Lines where the string "window" appears are to be copied from the entries below.

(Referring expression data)
━━━━━━━━━━━━━━━━━━━━

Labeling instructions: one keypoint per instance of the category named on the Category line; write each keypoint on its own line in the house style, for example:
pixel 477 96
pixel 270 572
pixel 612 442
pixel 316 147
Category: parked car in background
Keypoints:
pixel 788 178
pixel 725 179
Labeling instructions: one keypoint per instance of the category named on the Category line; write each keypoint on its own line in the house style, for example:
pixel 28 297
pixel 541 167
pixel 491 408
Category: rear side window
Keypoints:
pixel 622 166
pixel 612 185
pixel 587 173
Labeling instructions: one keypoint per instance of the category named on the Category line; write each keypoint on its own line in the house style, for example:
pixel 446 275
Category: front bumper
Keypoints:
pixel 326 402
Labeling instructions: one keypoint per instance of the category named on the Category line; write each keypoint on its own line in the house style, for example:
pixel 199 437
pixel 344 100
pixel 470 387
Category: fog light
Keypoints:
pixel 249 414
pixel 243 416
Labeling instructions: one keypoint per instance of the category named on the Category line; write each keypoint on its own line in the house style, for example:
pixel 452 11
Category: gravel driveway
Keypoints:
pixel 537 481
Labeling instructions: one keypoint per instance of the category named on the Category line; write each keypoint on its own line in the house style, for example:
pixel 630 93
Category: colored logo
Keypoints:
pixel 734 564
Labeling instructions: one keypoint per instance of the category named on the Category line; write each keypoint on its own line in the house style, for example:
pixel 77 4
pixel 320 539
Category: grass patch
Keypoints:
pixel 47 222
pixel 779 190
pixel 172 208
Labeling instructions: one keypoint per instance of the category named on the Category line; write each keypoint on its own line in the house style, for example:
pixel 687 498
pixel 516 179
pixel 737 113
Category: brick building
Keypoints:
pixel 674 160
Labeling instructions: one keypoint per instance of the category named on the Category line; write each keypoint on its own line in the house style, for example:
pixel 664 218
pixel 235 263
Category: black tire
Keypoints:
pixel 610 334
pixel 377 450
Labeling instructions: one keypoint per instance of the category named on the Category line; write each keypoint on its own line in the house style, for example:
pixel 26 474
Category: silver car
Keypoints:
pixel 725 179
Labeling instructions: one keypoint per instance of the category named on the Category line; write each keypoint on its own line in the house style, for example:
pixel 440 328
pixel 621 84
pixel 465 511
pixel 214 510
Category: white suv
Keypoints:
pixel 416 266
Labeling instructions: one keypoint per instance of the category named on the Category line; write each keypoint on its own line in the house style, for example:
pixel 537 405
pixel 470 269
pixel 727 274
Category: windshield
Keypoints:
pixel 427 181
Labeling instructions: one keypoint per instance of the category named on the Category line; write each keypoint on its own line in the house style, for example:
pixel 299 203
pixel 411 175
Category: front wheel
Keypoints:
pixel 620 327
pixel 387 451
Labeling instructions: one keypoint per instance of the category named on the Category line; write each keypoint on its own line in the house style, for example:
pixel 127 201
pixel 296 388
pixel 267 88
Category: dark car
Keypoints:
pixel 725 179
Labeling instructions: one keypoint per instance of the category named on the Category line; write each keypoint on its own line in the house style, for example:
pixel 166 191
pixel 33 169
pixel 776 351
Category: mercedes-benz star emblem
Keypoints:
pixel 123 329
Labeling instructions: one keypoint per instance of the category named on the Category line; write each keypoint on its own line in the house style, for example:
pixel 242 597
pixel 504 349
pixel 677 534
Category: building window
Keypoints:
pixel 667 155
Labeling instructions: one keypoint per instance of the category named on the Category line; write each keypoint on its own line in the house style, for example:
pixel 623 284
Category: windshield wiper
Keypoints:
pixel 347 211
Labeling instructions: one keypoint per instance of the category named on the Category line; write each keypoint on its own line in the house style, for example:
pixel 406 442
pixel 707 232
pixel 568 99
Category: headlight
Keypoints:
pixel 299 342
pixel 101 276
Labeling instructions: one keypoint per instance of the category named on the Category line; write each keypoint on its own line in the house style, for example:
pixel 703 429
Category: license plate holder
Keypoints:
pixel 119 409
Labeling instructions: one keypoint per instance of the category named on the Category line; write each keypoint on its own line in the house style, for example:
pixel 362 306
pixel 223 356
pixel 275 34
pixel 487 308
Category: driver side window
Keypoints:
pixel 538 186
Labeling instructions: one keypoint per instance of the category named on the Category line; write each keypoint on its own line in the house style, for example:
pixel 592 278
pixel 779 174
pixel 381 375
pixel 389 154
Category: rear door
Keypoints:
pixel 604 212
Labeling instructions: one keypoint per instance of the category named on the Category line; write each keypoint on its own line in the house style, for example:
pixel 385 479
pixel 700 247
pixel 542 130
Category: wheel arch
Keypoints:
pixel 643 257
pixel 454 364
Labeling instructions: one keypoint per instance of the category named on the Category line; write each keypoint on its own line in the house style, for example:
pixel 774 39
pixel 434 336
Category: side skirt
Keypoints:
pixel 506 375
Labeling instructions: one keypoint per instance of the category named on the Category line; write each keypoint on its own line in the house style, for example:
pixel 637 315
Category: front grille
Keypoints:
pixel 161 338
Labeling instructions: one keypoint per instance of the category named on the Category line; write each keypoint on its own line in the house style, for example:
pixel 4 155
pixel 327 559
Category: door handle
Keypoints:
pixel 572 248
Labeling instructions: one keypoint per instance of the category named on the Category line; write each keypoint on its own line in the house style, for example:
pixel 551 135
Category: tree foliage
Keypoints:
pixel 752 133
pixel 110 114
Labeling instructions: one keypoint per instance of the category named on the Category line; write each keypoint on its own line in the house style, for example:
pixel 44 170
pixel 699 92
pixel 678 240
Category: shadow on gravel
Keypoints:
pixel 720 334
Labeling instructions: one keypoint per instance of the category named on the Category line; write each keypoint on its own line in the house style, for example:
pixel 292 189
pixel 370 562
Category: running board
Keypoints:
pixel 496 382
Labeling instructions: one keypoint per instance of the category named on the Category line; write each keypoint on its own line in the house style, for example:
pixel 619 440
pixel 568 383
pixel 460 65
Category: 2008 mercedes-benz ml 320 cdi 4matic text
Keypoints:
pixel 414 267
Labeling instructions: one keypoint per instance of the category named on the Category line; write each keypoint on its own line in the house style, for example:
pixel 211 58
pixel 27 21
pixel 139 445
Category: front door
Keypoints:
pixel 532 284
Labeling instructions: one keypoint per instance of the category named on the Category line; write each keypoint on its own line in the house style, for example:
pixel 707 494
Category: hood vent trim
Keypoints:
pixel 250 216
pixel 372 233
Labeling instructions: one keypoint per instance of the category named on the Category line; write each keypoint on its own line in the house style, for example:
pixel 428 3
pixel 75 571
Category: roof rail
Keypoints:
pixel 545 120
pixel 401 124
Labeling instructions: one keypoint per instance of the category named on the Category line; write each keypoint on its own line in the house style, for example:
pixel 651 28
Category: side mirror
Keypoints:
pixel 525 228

━━━━━━━━━━━━━━━━━━━━

> [Response to the exercise]
Category: rear side window
Category: building window
Category: driver side window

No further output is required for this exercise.